_SOURCE MATERIAL:_
-- Start --

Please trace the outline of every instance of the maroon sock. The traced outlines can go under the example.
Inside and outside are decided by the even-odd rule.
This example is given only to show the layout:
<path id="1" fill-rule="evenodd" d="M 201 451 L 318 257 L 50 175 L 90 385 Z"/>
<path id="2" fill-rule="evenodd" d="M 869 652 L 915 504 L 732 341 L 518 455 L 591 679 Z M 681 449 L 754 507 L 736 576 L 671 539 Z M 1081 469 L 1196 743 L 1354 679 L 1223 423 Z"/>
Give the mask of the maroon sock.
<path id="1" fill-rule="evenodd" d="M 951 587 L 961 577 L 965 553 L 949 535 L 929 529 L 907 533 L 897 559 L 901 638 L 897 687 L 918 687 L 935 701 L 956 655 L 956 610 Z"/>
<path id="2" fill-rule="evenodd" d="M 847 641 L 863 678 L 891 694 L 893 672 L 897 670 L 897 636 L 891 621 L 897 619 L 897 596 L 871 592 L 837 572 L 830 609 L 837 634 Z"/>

-- End --

_TASK OBJECTIVE:_
Rewrite all of the lines above as a numbered list, leaving out any blank lines.

_OUTPUT:_
1. Please trace the outline of every instance of the maroon sock. The traced outlines can go under the example.
2. Inside and outside are decided by the even-odd rule.
3. This example is given only to show the layout:
4. <path id="1" fill-rule="evenodd" d="M 201 451 L 318 257 L 50 175 L 90 385 Z"/>
5. <path id="2" fill-rule="evenodd" d="M 869 652 L 915 504 L 732 341 L 518 455 L 591 679 Z M 681 449 L 754 507 L 736 576 L 671 539 Z M 1081 469 L 1196 743 L 1354 679 L 1223 423 Z"/>
6. Give the mask of the maroon sock.
7. <path id="1" fill-rule="evenodd" d="M 951 587 L 961 577 L 965 553 L 949 535 L 929 529 L 907 533 L 897 559 L 901 638 L 897 687 L 918 687 L 935 701 L 956 655 L 956 610 Z"/>
8. <path id="2" fill-rule="evenodd" d="M 847 641 L 863 678 L 891 694 L 893 672 L 897 670 L 897 636 L 891 621 L 897 619 L 897 596 L 871 592 L 837 572 L 830 609 L 837 634 Z"/>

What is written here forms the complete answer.